# [EXERCISE]
Print the data that follows without changing a single word.

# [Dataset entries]
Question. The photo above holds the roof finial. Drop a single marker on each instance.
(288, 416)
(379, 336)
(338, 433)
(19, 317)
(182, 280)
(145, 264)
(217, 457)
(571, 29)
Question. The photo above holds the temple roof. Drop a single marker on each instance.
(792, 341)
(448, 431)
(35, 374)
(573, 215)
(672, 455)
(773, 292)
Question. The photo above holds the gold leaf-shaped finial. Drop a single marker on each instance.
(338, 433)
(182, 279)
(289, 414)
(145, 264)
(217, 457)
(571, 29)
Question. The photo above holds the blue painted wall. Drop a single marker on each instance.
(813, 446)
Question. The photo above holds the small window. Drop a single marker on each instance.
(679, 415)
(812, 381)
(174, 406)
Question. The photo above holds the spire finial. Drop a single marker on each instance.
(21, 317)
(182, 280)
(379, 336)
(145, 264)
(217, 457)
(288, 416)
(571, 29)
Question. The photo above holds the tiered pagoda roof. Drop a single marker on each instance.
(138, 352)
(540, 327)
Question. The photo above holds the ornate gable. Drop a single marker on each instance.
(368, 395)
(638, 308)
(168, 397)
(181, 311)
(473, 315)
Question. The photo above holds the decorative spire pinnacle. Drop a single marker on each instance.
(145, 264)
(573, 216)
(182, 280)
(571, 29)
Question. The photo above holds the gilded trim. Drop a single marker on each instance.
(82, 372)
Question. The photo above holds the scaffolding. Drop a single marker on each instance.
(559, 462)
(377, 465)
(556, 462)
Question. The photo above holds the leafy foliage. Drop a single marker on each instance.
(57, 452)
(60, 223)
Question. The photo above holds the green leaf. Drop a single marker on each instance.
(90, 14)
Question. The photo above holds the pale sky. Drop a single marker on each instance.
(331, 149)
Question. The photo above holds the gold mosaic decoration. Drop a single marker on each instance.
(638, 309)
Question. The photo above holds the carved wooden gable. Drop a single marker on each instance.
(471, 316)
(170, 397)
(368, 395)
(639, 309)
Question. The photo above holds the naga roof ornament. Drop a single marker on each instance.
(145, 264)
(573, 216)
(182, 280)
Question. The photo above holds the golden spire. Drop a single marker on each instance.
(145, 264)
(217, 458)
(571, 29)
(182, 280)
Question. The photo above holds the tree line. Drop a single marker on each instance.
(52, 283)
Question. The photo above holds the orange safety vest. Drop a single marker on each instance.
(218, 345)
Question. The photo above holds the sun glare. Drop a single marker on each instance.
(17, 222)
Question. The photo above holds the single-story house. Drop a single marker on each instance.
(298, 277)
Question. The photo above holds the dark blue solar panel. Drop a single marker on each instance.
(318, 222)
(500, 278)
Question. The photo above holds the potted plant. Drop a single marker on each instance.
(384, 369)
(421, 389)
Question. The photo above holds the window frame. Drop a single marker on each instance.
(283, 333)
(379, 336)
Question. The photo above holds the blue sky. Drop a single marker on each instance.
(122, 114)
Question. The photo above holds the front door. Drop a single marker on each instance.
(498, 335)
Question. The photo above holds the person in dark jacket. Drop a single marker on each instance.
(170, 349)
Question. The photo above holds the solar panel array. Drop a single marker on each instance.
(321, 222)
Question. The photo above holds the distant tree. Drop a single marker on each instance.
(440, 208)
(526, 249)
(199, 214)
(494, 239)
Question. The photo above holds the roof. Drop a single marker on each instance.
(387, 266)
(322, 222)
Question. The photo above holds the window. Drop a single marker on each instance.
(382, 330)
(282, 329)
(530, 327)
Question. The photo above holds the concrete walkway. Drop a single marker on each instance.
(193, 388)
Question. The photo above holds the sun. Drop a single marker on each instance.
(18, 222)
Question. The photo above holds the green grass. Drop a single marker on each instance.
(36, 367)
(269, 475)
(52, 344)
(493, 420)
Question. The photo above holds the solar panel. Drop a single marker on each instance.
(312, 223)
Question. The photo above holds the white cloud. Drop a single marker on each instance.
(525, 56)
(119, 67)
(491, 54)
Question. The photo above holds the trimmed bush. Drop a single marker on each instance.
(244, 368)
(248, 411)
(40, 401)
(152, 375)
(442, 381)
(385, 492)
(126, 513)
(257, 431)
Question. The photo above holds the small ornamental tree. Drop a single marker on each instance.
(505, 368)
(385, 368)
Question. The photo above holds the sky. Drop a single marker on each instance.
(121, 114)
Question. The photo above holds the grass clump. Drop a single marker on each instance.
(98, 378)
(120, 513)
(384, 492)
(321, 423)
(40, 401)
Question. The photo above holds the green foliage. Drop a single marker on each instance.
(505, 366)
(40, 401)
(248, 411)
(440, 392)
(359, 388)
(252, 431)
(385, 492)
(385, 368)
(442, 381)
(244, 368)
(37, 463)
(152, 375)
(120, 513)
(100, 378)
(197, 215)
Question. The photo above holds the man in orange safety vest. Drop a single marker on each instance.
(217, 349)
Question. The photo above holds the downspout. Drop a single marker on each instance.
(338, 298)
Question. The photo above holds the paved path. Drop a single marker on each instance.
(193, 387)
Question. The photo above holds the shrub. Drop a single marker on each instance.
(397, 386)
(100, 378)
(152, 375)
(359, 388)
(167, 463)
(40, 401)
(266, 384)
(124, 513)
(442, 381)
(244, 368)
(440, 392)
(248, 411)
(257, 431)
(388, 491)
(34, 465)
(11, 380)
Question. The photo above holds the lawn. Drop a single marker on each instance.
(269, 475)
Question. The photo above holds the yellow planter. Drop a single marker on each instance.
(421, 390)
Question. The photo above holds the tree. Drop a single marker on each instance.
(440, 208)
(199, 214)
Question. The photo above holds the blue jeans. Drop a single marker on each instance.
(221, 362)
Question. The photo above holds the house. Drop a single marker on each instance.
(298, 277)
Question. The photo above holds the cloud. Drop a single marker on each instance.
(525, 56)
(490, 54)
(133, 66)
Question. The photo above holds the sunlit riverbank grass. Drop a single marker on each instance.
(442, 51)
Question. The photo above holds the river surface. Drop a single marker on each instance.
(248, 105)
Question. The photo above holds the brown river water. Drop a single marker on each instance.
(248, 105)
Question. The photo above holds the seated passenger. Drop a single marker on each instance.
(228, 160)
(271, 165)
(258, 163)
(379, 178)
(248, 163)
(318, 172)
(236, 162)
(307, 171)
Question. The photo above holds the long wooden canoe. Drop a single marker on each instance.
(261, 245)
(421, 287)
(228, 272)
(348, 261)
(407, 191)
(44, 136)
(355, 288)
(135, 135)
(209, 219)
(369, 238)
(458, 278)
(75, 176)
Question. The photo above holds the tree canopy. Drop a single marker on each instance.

# [TASK ANSWER]
Question. The photo above holds the roof finial. Drop a single marker on each instance.
(288, 416)
(379, 336)
(338, 433)
(19, 317)
(182, 280)
(145, 264)
(217, 457)
(571, 29)
Question. The photo above holds the temple roof. Drop a single marker on each instance.
(792, 341)
(448, 431)
(35, 374)
(573, 215)
(672, 455)
(773, 292)
Question. The photo above holds the gold leaf-shaped finial. Drop a single marker on each instance.
(338, 433)
(182, 279)
(289, 414)
(145, 264)
(217, 457)
(571, 29)
Question. The photo above holds the blue painted wall. Drop a single marker on each instance.
(813, 446)
Question. The photo above holds the small window. Drop a single marker on each instance.
(679, 415)
(812, 381)
(174, 406)
Question. The photo above holds the spire finial. Drop a single marker on each instance.
(21, 317)
(182, 280)
(379, 336)
(145, 264)
(217, 457)
(288, 416)
(571, 29)
Question. The photo above holds the tiered pagoda roof. Drop a single marker on each instance.
(138, 352)
(540, 327)
Question. The photo above holds the ornate gable. Drop a single marker on each instance.
(368, 395)
(638, 308)
(168, 397)
(181, 311)
(473, 315)
Question. The photo above holds the decorative spire pinnacle. Drop a single marker on each instance.
(145, 264)
(573, 216)
(182, 280)
(571, 29)
Question. The photo above holds the gilded trim. Drop a single marker on each instance.
(82, 372)
Question. The photo above holds the scaffolding. Drop a single marker on each instance.
(559, 462)
(377, 465)
(556, 462)
Question. The photo above holds the leafy foliage. Drop a single marker on each instance.
(57, 452)
(60, 223)
Question. The photo above holds the green leaf. Drop a single marker on each instance.
(90, 14)
Question. The photo above holds the pale sky. Drop a single marker on each instance.
(331, 149)
Question. The photo above holds the gold mosaic decoration. Drop a single marker on each instance.
(638, 309)
Question. The photo above holds the carved wooden gable. Drop a single marker on each instance.
(471, 316)
(170, 397)
(368, 395)
(639, 309)
Question. The photo above holds the naga roof ornament. Drop a single marker on each instance.
(145, 264)
(573, 216)
(182, 280)
Question. The photo above holds the golden spire. Drop a single marker on each instance.
(145, 264)
(217, 458)
(571, 29)
(182, 280)
Question. The photo above holds the tree line. Drop a single marker on each instance.
(52, 283)
Question. The photo above holds the orange safety vest. Drop a single marker on each instance.
(218, 345)
Question. The photo above holds the sun glare. Drop a single marker on each instance.
(17, 222)
Question. The photo above holds the single-story house. Drop a single marker on each instance.
(298, 277)
Question. The photo above holds the dark blue solar panel. Drop a single marker on each instance.
(318, 222)
(500, 278)
Question. The photo above holds the potted plant. Drop a single marker on each instance.
(384, 369)
(421, 389)
Question. The photo above holds the window frame. Drop a single marker on each instance.
(283, 333)
(379, 336)
Question. The photo above holds the blue sky. Drop a single marker on each instance.
(122, 114)
Question. The photo above holds the front door. Drop a single marker on each instance.
(498, 335)
Question. The photo above holds the person in dark jacket. Drop a single marker on each instance.
(170, 349)
Question. The photo above holds the solar panel array. Drop a single marker on each instance.
(321, 222)
Question. The photo above holds the distant tree. Drop a single marker on each instance.
(440, 208)
(526, 249)
(199, 214)
(494, 239)
Question. The photo above holds the roof. Drop a single marker on each instance.
(387, 266)
(322, 222)
Question. The photo above holds the window. Drop a single marker on each instance.
(382, 330)
(282, 329)
(530, 327)
Question. The photo above holds the concrete walkway. Drop a single marker on each instance.
(193, 388)
Question. The photo above holds the sun. Drop a single marker on each instance.
(18, 222)
Question. The photo above holds the green grass. Drop a single marker on each instance.
(36, 367)
(269, 475)
(52, 344)
(493, 420)
Question. The photo above holds the solar panel. Drop a single marker on each instance.
(312, 223)
Question. The photo above holds the white cloud. Drop a single marker on each instance.
(525, 56)
(119, 67)
(491, 54)
Question. The photo above holds the trimmed bush. Drop a single marker on each instance.
(244, 368)
(248, 411)
(40, 401)
(152, 375)
(442, 381)
(385, 492)
(126, 513)
(257, 431)
Question. The photo above holds the small ornamental tree. Drop a single marker on each instance.
(505, 368)
(385, 368)
Question. The photo above holds the sky. Drop a single marker on each instance.
(121, 114)
Question. The photo above holds the grass clump. Drop a single marker on each instance.
(98, 378)
(120, 513)
(384, 492)
(321, 423)
(40, 401)
Question. The photo above holds the green foliage. Drop a single marker on each instance.
(505, 366)
(40, 401)
(248, 411)
(440, 392)
(359, 388)
(252, 431)
(385, 492)
(385, 368)
(442, 381)
(244, 368)
(37, 463)
(152, 375)
(120, 513)
(100, 378)
(197, 215)
Question. The photo above holds the man in orange safety vest. Drop a single marker on each instance.
(217, 349)
Question. The photo above holds the downspout. Drop a single marker on each instance.
(338, 298)
Question. The photo above holds the paved path. Drop a single marker on each instance.
(193, 387)
Question. The photo above holds the shrub. Drop a single marker on each instance.
(397, 386)
(100, 378)
(152, 375)
(359, 388)
(167, 463)
(40, 401)
(266, 384)
(124, 513)
(442, 381)
(244, 368)
(440, 392)
(248, 411)
(257, 431)
(388, 491)
(34, 465)
(11, 380)
Question. The photo above holds the lawn. Drop a single marker on each instance.
(269, 475)
Question. The photo above holds the yellow planter. Drop a single marker on each instance.
(421, 390)
Question. The photo above holds the tree. Drop a single marker on each instance.
(440, 208)
(199, 214)
Question. The photo above holds the blue jeans. Drop a single marker on each instance.
(221, 362)
Question. The photo above holds the house. Drop a single marker on each instance.
(298, 277)
Question. The photo above holds the cloud. Drop a single marker on each instance.
(525, 56)
(490, 54)
(133, 66)
Question. The photo above holds the sunlit riverbank grass. Drop a single marker on each instance.
(442, 51)
Question. The photo above holds the river surface. Drop a single marker on each instance.
(248, 105)
Question. The photo above holds the brown river water. Drop a single marker on each instance.
(248, 105)
Question. The photo above holds the seated passenger. Drop a single marker on each instance.
(228, 160)
(271, 165)
(258, 163)
(379, 178)
(248, 163)
(318, 172)
(236, 162)
(307, 171)
Question. The photo above holds the long wooden canoe. Drop a single marker on each instance.
(261, 245)
(421, 287)
(228, 272)
(348, 261)
(407, 191)
(44, 136)
(355, 288)
(135, 135)
(209, 219)
(369, 238)
(458, 278)
(75, 176)
Question. The photo above holds the tree canopy. Drop a single marker on each instance.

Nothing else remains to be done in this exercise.